YOUR OBJECTIVE: Please write the next part of the forum thread below on finding glass for cool tubes, picking up right after its final line.

READING TEXT:

# Cool tube Glass?



## widowmaker (Apr 16, 2008)

Does anyone know of any glass tubing that can be used for a cool tube.  The Bake a round ones are kinda pricey, and the Hurrican Glass at Hobby lobby isnt big enough.  Thanks


----------



## Fretless (Apr 16, 2008)

There's hurricane glass large enough for a 600watt bulb at Michael's Crafts, and probably any similar arts and crafts store.


----------



## widowmaker (Apr 16, 2008)

Yea, cool, well they closed down our micheals,  but Ill look around for another crafts store tomorrow.


----------



## IRISH (Apr 17, 2008)

i seen those bake-a-rounds on e-bay dirt cheap, under $10...


----------



## widowmaker (Apr 17, 2008)

really, i look all day yesterday, couldent find one under 30 buck with shipping.


----------



## Firepower (Apr 17, 2008)

what ate these bake-arounds?


----------



## brushybill (Apr 17, 2008)

bake arounds are cylindrical pieces of pyrex used for baking bread


----------



## headband (Apr 17, 2008)

they are perfect to use as cool tubes, since pyrex glass pretty much wont break under heat.


----------



## NorCalHal (Apr 18, 2008)

Pardon my ignorance, but what are you guys talking about? They make "enclosures" that cool the bulbs? I am VERY interested.

Links?


----------



## widowmaker (Apr 18, 2008)

Well, went to Micheals at a  nearby town and found some hurricane glass that is perfect, thanks for the help


----------



## Hick (Apr 19, 2008)

STUDY MATERIAL:
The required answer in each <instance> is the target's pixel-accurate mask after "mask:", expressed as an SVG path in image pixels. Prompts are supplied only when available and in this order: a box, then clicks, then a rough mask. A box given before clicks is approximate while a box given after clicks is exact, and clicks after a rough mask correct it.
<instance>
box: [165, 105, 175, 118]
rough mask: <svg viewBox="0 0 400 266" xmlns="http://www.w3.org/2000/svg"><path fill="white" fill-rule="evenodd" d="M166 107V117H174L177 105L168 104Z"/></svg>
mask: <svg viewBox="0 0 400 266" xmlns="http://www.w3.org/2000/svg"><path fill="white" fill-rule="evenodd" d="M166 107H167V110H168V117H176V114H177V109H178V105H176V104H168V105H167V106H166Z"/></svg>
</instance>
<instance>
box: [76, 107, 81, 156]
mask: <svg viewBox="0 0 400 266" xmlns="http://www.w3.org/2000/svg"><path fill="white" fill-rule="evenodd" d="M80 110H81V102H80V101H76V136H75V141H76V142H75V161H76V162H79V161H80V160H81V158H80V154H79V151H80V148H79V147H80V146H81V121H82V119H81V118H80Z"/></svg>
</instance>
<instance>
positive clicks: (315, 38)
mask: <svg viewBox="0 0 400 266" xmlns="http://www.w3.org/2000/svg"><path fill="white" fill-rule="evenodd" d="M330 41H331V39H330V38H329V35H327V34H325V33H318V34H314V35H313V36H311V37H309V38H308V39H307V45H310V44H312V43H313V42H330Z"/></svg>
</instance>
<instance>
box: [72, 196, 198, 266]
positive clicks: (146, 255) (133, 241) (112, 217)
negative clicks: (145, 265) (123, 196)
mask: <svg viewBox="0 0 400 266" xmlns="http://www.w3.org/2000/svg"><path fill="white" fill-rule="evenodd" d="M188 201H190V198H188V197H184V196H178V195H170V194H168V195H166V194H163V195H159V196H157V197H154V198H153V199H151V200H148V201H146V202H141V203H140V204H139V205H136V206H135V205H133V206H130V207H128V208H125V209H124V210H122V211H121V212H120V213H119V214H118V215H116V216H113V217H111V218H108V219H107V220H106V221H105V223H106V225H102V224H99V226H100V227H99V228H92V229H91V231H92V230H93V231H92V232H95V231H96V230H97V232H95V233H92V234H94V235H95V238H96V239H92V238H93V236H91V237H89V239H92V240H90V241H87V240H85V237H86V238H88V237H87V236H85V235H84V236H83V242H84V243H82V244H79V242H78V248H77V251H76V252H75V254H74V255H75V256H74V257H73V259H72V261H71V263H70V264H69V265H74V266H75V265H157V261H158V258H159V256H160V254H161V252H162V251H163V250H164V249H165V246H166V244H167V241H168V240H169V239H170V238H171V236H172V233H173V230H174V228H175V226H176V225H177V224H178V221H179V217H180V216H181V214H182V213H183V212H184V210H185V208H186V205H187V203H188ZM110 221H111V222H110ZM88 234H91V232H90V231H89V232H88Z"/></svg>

RESPONSE FOR THIS EXERCISE:
NorCalHal said:
			
		

> Pardon my ignorance, but what are you guys talking about? They make "enclosures" that cool the bulbs? I am VERY interested.
> 
> Links?


http://www.marijuanapassion.com/forum/showthread.php?t=23982
here's a link to a DIY one, posted by our esteemed member barefootbob. This one happens to be made with a globe for a lantern.(hurricane glass) but "bake arounds" can be used exactly the same way, or there are 'factory' built units, I think.


----------



## NorCalHal (Apr 19, 2008)

Thank you.


----------



## Hick (Apr 19, 2008)

It is an absolutely fantastic addition to about any setup.. IMO. Even a simple vented hood does extreemly well at reducing heat and allowing you to get the lights 'close'.


----------



## NorCalHal (Apr 19, 2008)

I run 6" aircooled rioght now, but it is allways good to see how others cool their systems.


----------



## Hick (Apr 19, 2008)

ahhh.. then you aren't unfamiliar with the 'concept', only the "name"..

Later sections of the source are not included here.